SOURCE -
....
If you are not familiar with Instromet is rather difficult to describe the
wiring set up, but here goes:

The system runs from a inside junction box which receives signals via
cabling from the various external sensors - around 5. The output from the
junction box goes to both a large analogue display panel and separately to a
PC routed via a datalogger. The link to the PC uses an RS232 cable. However,
the system is linked to a second PC (used as a back-up) via a data transfer
switch - this splits the signal from the datalogger. All the sensors are
elevated some 8m off the ground and the wind and sunshine sensors an
additional 5m approx. on top of a mast. So I guess yes...it is acting rather
like an aerial.

However, the spikes are narrow - perhaps just one or two a day. I am
therefore assuming the problem lies with EMI. I've attached a number of
ferrite cores on the various cables as well as the serial leads and now just
have to wait and see if this solves the problem.

Mike

"Geo" wrote in message
...
On Fri, 28 Mar 2008 19:58:59 -0000, "Mike Lewis"
wrote:

I've discovered that the problems we've been experiencing on our Instromet
weather station with regards to spikes in rainfall and windspeed data is
due
to RF interference. The source of this is going to be difficult to track
down, but one solution I've read is to fit a ferrite? to the serial cable
connected to the PC.

You have not described the unit wiring/cabling setup. Is it a single
remote unit
with a single RS232 cable back to the PC? Or is there more wiring
involved? How
is/are the remote unit(s) powered?. Is the signal cable screened? Length
of
cable? Ground level or elevated?
Basically does it /look/ like an aerial?
RF signal are usually present for enough time to pass a message of some
sort
(speech/data) and a local transmitter could result in your aerial picking
up
enough to upset the sensors (probably not the PC). If you have virtually
continuous recording data and only get narrow spikes then I would be more
inclined to suspect the power source.
....
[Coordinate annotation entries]
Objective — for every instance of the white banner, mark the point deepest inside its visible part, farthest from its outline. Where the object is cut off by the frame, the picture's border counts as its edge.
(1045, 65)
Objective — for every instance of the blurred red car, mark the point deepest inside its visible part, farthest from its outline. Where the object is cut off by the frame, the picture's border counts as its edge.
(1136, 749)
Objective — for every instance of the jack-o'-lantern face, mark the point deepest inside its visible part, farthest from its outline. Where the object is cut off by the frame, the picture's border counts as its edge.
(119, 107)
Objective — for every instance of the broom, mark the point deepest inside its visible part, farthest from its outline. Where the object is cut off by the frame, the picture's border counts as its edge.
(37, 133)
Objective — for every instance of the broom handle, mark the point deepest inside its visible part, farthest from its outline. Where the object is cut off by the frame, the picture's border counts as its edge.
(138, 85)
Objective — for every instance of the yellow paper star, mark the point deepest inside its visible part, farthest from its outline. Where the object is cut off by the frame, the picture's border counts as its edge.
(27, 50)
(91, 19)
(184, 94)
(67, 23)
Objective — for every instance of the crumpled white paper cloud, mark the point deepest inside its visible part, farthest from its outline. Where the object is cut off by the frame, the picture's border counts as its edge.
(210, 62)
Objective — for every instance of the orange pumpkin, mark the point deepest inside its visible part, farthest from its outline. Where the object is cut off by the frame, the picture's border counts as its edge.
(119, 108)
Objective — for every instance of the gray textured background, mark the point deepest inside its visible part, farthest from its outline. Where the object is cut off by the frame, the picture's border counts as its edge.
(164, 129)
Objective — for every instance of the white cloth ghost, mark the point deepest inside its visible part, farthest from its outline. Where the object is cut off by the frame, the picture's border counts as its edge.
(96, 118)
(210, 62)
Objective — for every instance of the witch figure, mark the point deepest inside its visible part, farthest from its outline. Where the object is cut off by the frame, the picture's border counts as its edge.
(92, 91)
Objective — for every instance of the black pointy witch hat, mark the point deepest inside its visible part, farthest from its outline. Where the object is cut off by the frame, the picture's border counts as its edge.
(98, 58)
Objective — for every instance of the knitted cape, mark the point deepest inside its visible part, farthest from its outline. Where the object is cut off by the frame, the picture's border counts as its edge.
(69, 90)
....
GOALS -
(1) Reproduce the text about spikes in the weather station data in full, word for word.
(2) Write out, word for word, every row from the one containing "Objective — for every instance of the broom, mark" down to the last row, including both of those rows.

ANSWERS TO THE TASKS -
(1)
If you are not familiar with Instromet is rather difficult to describe the
wiring set up, but here goes:

The system runs from a inside junction box which receives signals via
cabling from the various external sensors - around 5. The output from the
junction box goes to both a large analogue display panel and separately to a
PC routed via a datalogger. The link to the PC uses an RS232 cable. However,
the system is linked to a second PC (used as a back-up) via a data transfer
switch - this splits the signal from the datalogger. All the sensors are
elevated some 8m off the ground and the wind and sunshine sensors an
additional 5m approx. on top of a mast. So I guess yes...it is acting rather
like an aerial.

However, the spikes are narrow - perhaps just one or two a day. I am
therefore assuming the problem lies with EMI. I've attached a number of
ferrite cores on the various cables as well as the serial leads and now just
have to wait and see if this solves the problem.

Mike

"Geo" wrote in message
...
On Fri, 28 Mar 2008 19:58:59 -0000, "Mike Lewis"
wrote:

I've discovered that the problems we've been experiencing on our Instromet
weather station with regards to spikes in rainfall and windspeed data is
due
to RF interference. The source of this is going to be difficult to track
down, but one solution I've read is to fit a ferrite? to the serial cable
connected to the PC.

You have not described the unit wiring/cabling setup. Is it a single
remote unit
with a single RS232 cable back to the PC? Or is there more wiring
involved? How
is/are the remote unit(s) powered?. Is the signal cable screened? Length
of
cable? Ground level or elevated?
Basically does it /look/ like an aerial?
RF signal are usually present for enough time to pass a message of some
sort
(speech/data) and a local transmitter could result in your aerial picking
up
enough to upset the sensors (probably not the PC). If you have virtually
continuous recording data and only get narrow spikes then I would be more
inclined to suspect the power source.

(2)
Objective — for every instance of the broom, mark the point deepest inside its visible part, farthest from its outline. Where the object is cut off by the frame, the picture's border counts as its edge.
(37, 133)
Objective — for every instance of the broom handle, mark the point deepest inside its visible part, farthest from its outline. Where the object is cut off by the frame, the picture's border counts as its edge.
(138, 85)
Objective — for every instance of the yellow paper star, mark the point deepest inside its visible part, farthest from its outline. Where the object is cut off by the frame, the picture's border counts as its edge.
(27, 50)
(91, 19)
(184, 94)
(67, 23)
Objective — for every instance of the crumpled white paper cloud, mark the point deepest inside its visible part, farthest from its outline. Where the object is cut off by the frame, the picture's border counts as its edge.
(210, 62)
Objective — for every instance of the orange pumpkin, mark the point deepest inside its visible part, farthest from its outline. Where the object is cut off by the frame, the picture's border counts as its edge.
(119, 108)
Objective — for every instance of the gray textured background, mark the point deepest inside its visible part, farthest from its outline. Where the object is cut off by the frame, the picture's border counts as its edge.
(164, 129)
Objective — for every instance of the white cloth ghost, mark the point deepest inside its visible part, farthest from its outline. Where the object is cut off by the frame, the picture's border counts as its edge.
(96, 118)
(210, 62)
Objective — for every instance of the witch figure, mark the point deepest inside its visible part, farthest from its outline. Where the object is cut off by the frame, the picture's border counts as its edge.
(92, 91)
Objective — for every instance of the black pointy witch hat, mark the point deepest inside its visible part, farthest from its outline. Where the object is cut off by the frame, the picture's border counts as its edge.
(98, 58)
Objective — for every instance of the knitted cape, mark the point deepest inside its visible part, farthest from its outline. Where the object is cut off by the frame, the picture's border counts as its edge.
(69, 90)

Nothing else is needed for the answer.